--- Raw data ---
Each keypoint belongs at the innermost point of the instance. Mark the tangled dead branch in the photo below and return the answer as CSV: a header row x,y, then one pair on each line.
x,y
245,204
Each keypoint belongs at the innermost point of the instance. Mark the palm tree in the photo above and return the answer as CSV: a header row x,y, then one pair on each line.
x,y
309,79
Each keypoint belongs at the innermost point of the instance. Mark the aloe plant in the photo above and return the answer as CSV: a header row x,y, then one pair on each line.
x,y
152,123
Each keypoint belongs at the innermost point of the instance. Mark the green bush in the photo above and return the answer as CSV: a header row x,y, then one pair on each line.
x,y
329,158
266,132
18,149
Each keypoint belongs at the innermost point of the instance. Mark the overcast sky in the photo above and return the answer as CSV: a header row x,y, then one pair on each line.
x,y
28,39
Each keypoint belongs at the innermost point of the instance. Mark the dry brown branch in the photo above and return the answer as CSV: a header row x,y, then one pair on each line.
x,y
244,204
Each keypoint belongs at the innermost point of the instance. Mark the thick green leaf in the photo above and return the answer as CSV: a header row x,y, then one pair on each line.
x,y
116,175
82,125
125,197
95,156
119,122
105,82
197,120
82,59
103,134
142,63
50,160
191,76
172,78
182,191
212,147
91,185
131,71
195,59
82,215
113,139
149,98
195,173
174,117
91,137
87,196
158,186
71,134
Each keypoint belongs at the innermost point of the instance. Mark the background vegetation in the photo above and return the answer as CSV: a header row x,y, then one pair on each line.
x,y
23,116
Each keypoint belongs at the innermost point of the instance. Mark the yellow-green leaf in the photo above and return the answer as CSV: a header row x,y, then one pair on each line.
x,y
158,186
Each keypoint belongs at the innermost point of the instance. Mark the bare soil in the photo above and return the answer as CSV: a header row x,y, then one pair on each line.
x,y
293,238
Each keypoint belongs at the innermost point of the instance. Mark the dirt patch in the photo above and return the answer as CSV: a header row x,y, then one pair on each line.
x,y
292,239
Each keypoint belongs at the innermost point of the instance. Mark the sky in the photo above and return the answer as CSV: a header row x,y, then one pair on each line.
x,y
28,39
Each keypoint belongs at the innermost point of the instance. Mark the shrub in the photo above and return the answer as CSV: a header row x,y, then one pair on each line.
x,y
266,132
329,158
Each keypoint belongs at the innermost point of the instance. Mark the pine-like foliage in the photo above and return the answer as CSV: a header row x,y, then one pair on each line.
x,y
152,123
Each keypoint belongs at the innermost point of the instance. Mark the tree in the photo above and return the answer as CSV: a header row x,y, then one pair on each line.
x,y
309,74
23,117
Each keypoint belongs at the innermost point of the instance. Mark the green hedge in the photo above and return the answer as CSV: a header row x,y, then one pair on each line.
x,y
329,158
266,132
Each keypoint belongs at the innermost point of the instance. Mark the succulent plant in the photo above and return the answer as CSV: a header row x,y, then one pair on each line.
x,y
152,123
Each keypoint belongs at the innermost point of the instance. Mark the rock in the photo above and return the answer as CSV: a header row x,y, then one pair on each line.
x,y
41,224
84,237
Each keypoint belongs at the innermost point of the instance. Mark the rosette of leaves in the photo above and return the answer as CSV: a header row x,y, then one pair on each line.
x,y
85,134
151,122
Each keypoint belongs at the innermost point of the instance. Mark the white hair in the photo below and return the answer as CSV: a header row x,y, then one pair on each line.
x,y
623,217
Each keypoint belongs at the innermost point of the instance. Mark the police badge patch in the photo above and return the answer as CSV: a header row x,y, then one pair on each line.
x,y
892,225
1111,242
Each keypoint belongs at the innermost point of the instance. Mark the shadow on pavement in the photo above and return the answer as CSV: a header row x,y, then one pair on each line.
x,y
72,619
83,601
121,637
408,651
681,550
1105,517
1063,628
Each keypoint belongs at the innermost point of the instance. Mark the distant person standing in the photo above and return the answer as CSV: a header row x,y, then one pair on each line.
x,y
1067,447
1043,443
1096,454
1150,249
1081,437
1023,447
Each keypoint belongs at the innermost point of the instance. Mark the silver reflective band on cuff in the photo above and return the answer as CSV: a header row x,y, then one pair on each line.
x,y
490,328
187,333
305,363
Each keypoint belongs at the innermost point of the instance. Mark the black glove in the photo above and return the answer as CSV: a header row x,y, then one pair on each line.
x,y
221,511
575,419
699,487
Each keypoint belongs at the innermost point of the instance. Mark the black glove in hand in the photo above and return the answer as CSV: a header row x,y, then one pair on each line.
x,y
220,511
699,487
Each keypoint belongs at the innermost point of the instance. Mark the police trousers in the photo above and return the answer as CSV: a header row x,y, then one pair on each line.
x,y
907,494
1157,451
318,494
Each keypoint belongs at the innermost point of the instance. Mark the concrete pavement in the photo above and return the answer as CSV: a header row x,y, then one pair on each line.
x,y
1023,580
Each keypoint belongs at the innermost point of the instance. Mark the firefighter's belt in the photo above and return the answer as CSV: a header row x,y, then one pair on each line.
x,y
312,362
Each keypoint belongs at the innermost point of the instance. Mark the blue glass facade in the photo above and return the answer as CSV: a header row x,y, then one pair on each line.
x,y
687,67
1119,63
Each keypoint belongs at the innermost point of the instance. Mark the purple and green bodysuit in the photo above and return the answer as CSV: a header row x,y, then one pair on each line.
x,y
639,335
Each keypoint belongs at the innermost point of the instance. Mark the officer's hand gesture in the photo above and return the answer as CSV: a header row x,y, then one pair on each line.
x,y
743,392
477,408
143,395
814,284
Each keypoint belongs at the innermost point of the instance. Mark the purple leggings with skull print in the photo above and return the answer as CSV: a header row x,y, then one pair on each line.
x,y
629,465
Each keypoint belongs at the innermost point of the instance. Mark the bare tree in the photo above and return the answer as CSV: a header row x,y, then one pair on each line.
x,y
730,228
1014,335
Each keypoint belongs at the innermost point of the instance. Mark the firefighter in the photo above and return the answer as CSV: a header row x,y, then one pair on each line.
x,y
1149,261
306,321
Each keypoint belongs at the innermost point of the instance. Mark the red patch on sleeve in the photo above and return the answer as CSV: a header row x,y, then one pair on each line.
---
> _Exercise details_
Reply with the complete records, restated exactly.

> _The completed task_
Each keypoint belongs at the innermost point of the instance. Mark the tangled dead branch in the photo below and return the answer as CSV: a header row x,y, then one pair on each line.
x,y
245,204
Each keypoint belongs at the innermost point of the instance. Mark the palm tree in the photo above and return the answer as CSV: a header row x,y, then one pair on each line.
x,y
309,79
Each keypoint belongs at the innermost point of the instance. Mark the aloe plant in the photo above and return the answer as CSV: a header row x,y, then one pair on each line.
x,y
152,123
Each keypoint belongs at the innermost point of the instance. Mark the green bush in the photo above and return the answer as CSV: a header row x,y, then one pair on each line.
x,y
329,158
266,132
18,149
Each keypoint belongs at the innermost point of the instance. Mark the overcast sky in the photo above and return the answer as CSV: a header row x,y, then one pair on each line.
x,y
28,39
Each keypoint belongs at the innermost point of the instance. Mark the dry brown branch in the photo above and return the answer as CSV: a header row x,y, then one pair on each line.
x,y
244,204
Each keypoint belongs at the innermost point of the instance. Mark the thick green leaf in the photo above and return the answer as CSV: a header row x,y, then one pair on each line.
x,y
116,175
82,125
125,197
95,156
119,122
105,82
197,120
82,59
103,134
142,63
50,160
191,76
172,78
182,191
212,147
91,185
131,71
195,59
82,215
113,139
149,98
195,173
174,117
91,137
87,196
158,186
71,134
Each keypoint belongs at the innermost point of the instance. Mark the background vegetation in the photo above and return the answer as CSV: a header row x,y, then one pair on each line.
x,y
23,116
Each keypoint belongs at the innermost point of the instance. Mark the yellow-green leaf in the photo above and return the answer as CSV: a header row x,y, then one pair on each line.
x,y
158,186
Each keypoint belongs at the innermost point of the instance. Mark the bare soil in the photo above and return the answer as CSV: a header row x,y, then one pair on each line.
x,y
293,238
Each keypoint belongs at the innermost point of the instance. Mark the dirt patch in the photo above and return the answer as CSV: a header row x,y, then one pair on each line.
x,y
292,239
Each keypoint belongs at the innermost point of the instance. Mark the sky in the photo above and return the answer as CSV: a header row x,y, then one pair on each line.
x,y
28,39
Each keypoint belongs at the innermost point of the instance. Mark the shrub in the photo above and return the answer as CSV: a header row x,y, then one pair on each line.
x,y
266,132
329,158
Each keypoint belongs at the innermost point of the instance. Mark the pine-like foliage in the photo above and return the answer as CSV: a header row x,y, then one pair on each line.
x,y
152,123
Each keypoint belongs at the innermost point of the instance. Mark the tree in the photo above and return the answer as CSV: a header row x,y, then one pair on each line.
x,y
309,74
23,117
Each keypoint belongs at the innermost point of the instance. Mark the green hedge in the photo above and return the answer as CSV: a header row x,y, then one pair on each line.
x,y
329,158
266,132
Each keypoint belongs at the innermost point of the instance. Mark the succulent plant in the photo above and return the answer as CSV: a header row x,y, then one pair on each line.
x,y
152,123
Each keypoint belongs at the innermost point of the instance. Mark the rock in the photo above and return the answer as CSV: a header row x,y, then one pair on each line.
x,y
41,224
84,237
Each keypoint belongs at the innermost point of the instance. Mark the rosette of leaves in the photo above and return the answer as CSV: a header row x,y, then one pair on each line.
x,y
85,134
151,122
Each keypoint belongs at the innermost point of the instance. Mark the white hair in the photo below and return the answer as CSV: a header row x,y, then one pair on each line.
x,y
623,217
Each keypoint belongs at the innermost point of the instance. Mark the police badge patch in the photo above and return the answer as CSV: a header row x,y, then one pair on each line.
x,y
892,225
1111,242
Each keypoint belongs at the innermost point of the instance. Mark the shadow on pavement in the photo above and return the answer as CSV: a header row x,y, then one pair on each line.
x,y
72,619
83,601
121,637
408,651
681,550
1105,517
1063,628
Each keypoint belongs at the innermost point of the instance. Mark the distant person standing in the photo above and return the answer as CSV: a header row x,y, then one pair on each line.
x,y
1067,447
1043,443
1096,454
1150,249
1081,437
1023,447
Each keypoint belongs at the innermost point of the instance. Mark the silver reflective band on cuff in the photo above and return the answer as CSV: a header row x,y, then one pair on each line.
x,y
490,328
187,333
305,363
Each keypoint belongs at the innermost point of the instance. Mark the black glove in the photo above and return the answer as CSV: a header row x,y, then one pair on each line.
x,y
221,511
575,419
699,487
Each keypoint belongs at the innermost point of the instance. Mark the black glove in hand in the photo above and return the answer as CSV: a header row x,y, then one pair on each line.
x,y
220,511
699,487
Each keypoint belongs at the innermost point of the instance. Mark the police trousers in the photo above and return the answer as CSV: a header row x,y, then one pair on each line.
x,y
907,494
1157,451
318,494
Each keypoint belongs at the innermost point of the instance. Mark the concrete pavement in the photo above and return the answer as CSV: a header row x,y, then one pair on each line.
x,y
1023,580
Each keypoint belongs at the innermost point of the instance. Mark the firefighter's belt in the photo above and return the answer as CSV: a header row x,y, then one pair on each line.
x,y
312,362
Each keypoint belongs at the innermost point of the instance. Mark the blue glass facade in the photo above and return the answer as CSV: a header row x,y, then one pair on each line.
x,y
687,67
1119,63
Each keypoint belongs at the innermost point of the instance. Mark the purple and green bodysuit in the photo above and return the answer as CSV: a header row x,y, then one pair on each line.
x,y
639,335
Each keypoint belongs at the innermost point of the instance. Mark the officer's hand gesture in the photo above and return the answer as CSV: a header row x,y, then one pair on each line.
x,y
743,392
477,408
143,395
814,284
Each keypoint belongs at the innermost point of the instance. Mark the purple leggings with skull print in the photo above and return the answer as CSV: a header row x,y, then one pair on each line.
x,y
629,465
Each keypoint belongs at the innermost point of the instance. Mark the bare tree in the photo above and return the answer as CSV: a header row x,y, then one pair on each line.
x,y
730,228
1014,335
Each keypoint belongs at the innermost point of the instance. Mark the firefighter in the photo above and return the answer as CSV: a header row x,y, then one pair on each line.
x,y
1149,261
306,321
Each keypoint belongs at the innermost point of the instance. Mark the red patch on sleeve in the photo above and return the answer as CSV: a header row x,y, then one pair on each line.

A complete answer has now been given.